▶ _Source records_
-------
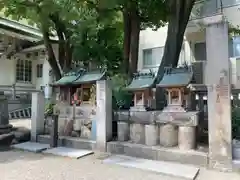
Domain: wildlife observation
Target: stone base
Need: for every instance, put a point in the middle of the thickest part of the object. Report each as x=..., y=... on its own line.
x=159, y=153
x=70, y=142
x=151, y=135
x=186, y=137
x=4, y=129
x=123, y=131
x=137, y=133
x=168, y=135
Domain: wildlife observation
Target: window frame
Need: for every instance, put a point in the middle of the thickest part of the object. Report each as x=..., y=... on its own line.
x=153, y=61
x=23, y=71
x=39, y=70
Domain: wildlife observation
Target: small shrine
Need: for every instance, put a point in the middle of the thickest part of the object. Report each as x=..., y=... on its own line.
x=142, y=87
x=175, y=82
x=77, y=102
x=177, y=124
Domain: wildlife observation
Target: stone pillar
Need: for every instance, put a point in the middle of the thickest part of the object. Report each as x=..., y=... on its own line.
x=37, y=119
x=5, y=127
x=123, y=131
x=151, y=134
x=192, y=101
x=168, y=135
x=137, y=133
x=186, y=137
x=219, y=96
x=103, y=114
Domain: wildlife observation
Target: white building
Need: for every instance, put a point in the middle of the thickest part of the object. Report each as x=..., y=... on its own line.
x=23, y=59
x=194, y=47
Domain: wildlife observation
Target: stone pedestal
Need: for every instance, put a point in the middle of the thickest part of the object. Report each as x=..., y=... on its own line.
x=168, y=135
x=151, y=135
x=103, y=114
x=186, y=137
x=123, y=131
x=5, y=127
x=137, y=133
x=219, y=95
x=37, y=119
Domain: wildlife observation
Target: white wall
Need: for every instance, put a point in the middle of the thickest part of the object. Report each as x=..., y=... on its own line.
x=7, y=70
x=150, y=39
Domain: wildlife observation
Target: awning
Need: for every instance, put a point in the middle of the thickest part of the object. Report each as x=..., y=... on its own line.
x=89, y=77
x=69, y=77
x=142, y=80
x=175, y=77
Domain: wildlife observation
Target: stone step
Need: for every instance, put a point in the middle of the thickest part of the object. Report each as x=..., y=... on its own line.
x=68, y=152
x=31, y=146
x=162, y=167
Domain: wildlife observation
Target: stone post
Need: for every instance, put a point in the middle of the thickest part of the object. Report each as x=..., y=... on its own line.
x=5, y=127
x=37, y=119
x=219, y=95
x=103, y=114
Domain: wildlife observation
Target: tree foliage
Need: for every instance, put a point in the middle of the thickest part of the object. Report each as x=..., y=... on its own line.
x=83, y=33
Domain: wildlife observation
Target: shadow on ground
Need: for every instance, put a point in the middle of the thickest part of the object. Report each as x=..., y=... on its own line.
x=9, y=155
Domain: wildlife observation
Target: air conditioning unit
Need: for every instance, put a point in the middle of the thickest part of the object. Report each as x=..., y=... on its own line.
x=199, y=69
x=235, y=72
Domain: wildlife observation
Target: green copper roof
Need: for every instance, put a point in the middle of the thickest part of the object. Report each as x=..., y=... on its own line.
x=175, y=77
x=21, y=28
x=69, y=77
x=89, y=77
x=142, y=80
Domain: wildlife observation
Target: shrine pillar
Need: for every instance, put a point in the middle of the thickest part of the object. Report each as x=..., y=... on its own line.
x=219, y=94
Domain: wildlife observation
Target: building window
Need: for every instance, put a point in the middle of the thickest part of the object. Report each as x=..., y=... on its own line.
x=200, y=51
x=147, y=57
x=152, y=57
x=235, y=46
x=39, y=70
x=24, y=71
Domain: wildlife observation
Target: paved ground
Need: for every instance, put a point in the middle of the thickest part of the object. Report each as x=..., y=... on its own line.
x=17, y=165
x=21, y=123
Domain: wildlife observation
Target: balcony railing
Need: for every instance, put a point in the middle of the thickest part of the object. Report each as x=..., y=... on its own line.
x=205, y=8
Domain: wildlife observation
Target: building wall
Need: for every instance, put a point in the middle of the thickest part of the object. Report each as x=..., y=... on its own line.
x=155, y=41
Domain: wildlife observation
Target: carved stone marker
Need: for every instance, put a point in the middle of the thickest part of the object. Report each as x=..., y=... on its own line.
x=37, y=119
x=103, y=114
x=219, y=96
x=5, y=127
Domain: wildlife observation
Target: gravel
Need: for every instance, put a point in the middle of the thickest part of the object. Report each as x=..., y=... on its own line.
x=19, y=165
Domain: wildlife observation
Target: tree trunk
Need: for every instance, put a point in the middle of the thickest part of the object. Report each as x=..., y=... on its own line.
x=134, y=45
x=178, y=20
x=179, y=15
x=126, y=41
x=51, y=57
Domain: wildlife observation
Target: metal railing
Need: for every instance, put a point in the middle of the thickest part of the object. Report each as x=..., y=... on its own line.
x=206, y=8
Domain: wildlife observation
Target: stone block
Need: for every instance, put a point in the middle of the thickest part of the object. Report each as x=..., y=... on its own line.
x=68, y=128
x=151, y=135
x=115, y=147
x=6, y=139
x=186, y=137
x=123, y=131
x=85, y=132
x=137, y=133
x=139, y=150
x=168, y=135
-------
▶ _Exercise task_
The records above must be echoed exactly, minus their pictures.

▶ _Solution below_
Domain: wildlife observation
Target: stone base
Need: for every instance, put a point in the middle of the thickest part of the object. Report each as x=..., y=... on its own line.
x=159, y=153
x=70, y=142
x=151, y=135
x=186, y=137
x=4, y=129
x=123, y=131
x=137, y=133
x=168, y=135
Domain: wildlife observation
Target: window frame
Need: for every instance, put a point in the middle of the thickest part of the object. Report each as x=..., y=... on its own line.
x=153, y=61
x=23, y=71
x=39, y=70
Domain: wildlife observation
Target: small shrine
Need: for every instance, put a point in the middle of the thickest part of the object. Report each as x=..., y=... on its own line.
x=142, y=87
x=175, y=82
x=77, y=102
x=177, y=124
Domain: wildlife observation
Target: stone pillar
Need: for every instance, put a point in the middle of the thickest part of the object. Report each as x=..., y=... on its own line.
x=37, y=119
x=5, y=127
x=123, y=131
x=151, y=134
x=192, y=101
x=168, y=135
x=137, y=133
x=186, y=137
x=219, y=96
x=103, y=114
Domain: wildlife observation
Target: white building
Need: for every instance, put a point in the middle of the thickest part of the object. Report each as x=..., y=... on its own line.
x=23, y=59
x=194, y=47
Domain: wildlife observation
Target: stone pedestal
Need: for every instance, put a point in the middle of the thickest part of the object. Report each as x=..., y=... on its own line.
x=168, y=135
x=151, y=135
x=103, y=114
x=186, y=137
x=123, y=131
x=5, y=127
x=137, y=133
x=219, y=95
x=37, y=119
Domain: wildlife observation
Target: white wall
Need: for every instance, put a point in the middle of the thickest part of the object. Report each as x=..., y=... on its own line.
x=7, y=70
x=150, y=39
Domain: wildlife observation
Target: awning
Need: for every instance, put a point in the middle of the thickest part of the object. Report each as x=..., y=... on its own line.
x=89, y=77
x=69, y=77
x=142, y=80
x=175, y=77
Domain: wildlife observation
Target: stone step
Need: for every instance, put a point in the middle of the thickest part of the object. Report each as x=..., y=... on its own line.
x=68, y=152
x=31, y=146
x=162, y=167
Domain: wildlife observation
Target: stone post
Need: for every instance, put a point in the middle of the thickest part of the object. Report each as x=..., y=... on its own line.
x=5, y=127
x=37, y=119
x=219, y=95
x=103, y=114
Domain: wildlife observation
Target: tree foliage
Need: for every instance, put a point in the middle of the thickest part of the object. Report each as x=..., y=... on its own line.
x=83, y=33
Domain: wildlife observation
Target: shadow on ground
Need: for every instance, put a point in the middle of the thickest part of the object. Report each as x=..., y=... on its own line.
x=9, y=155
Domain: wildlife observation
Target: air conditioning unit
Need: for every instance, put a point in the middle of the thickest part of the object. Report each as x=..., y=... on its own line.
x=199, y=69
x=235, y=72
Domain: wildlife observation
Target: green copper roof
Need: for every instance, put a point in the middle of the thickest part of the object. Report each as x=..., y=... on its own line.
x=175, y=77
x=21, y=28
x=69, y=77
x=89, y=77
x=142, y=80
Domain: wildlife observation
Target: shrine pillar
Need: for every instance, put a point in the middle of the thickest part of the object. Report each as x=..., y=... on its own line.
x=219, y=94
Domain: wildlife observation
Target: building window
Need: for every instance, put a point in the middle of the thickest part of the object. Report each as x=..., y=... on its own line.
x=200, y=51
x=147, y=57
x=152, y=57
x=235, y=46
x=39, y=70
x=24, y=71
Domain: wildlife observation
Target: paved ground
Need: for every instance, put a point in the middle of the thickest part of the object. Report each as x=..., y=... on its own line.
x=17, y=165
x=21, y=123
Domain: wildlife observation
Target: balcony railing
Need: for every instance, put a point in the middle of the thickest part of the object. Report each as x=..., y=... on its own line.
x=205, y=8
Domain: wildlife observation
Target: building wall
Need: for every instance, put a point in the middle of the thickest part of the object. Report each as x=..., y=... on its own line.
x=155, y=41
Domain: wildlife observation
Target: carved stone marker
Need: for every instance, put a point in the middle of the thickest part of the object. Report each as x=..., y=... on its own line.
x=37, y=119
x=103, y=114
x=219, y=96
x=5, y=127
Domain: wildlife observation
Target: gravel
Need: for every instance, put a point in the middle of the thickest part of the object. Report each as x=..., y=... on its own line.
x=19, y=165
Domain: wildlife observation
Target: tree trunk
Need: for every instance, put a point in the middle of the thickest part of the object. Report each as x=..., y=... on its own line.
x=134, y=45
x=178, y=20
x=179, y=15
x=126, y=41
x=51, y=57
Domain: wildlife observation
Target: metal railing
Need: for every instance, put a point in the middle of the thickest part of the object. Report each as x=..., y=... on its own line.
x=206, y=8
Domain: wildlife observation
Target: stone block
Need: for every instance, put a point in the middle of the thickest part of the object. Report each as x=..., y=... on its own line.
x=68, y=128
x=151, y=135
x=115, y=147
x=6, y=139
x=186, y=137
x=123, y=131
x=85, y=132
x=137, y=133
x=139, y=150
x=168, y=135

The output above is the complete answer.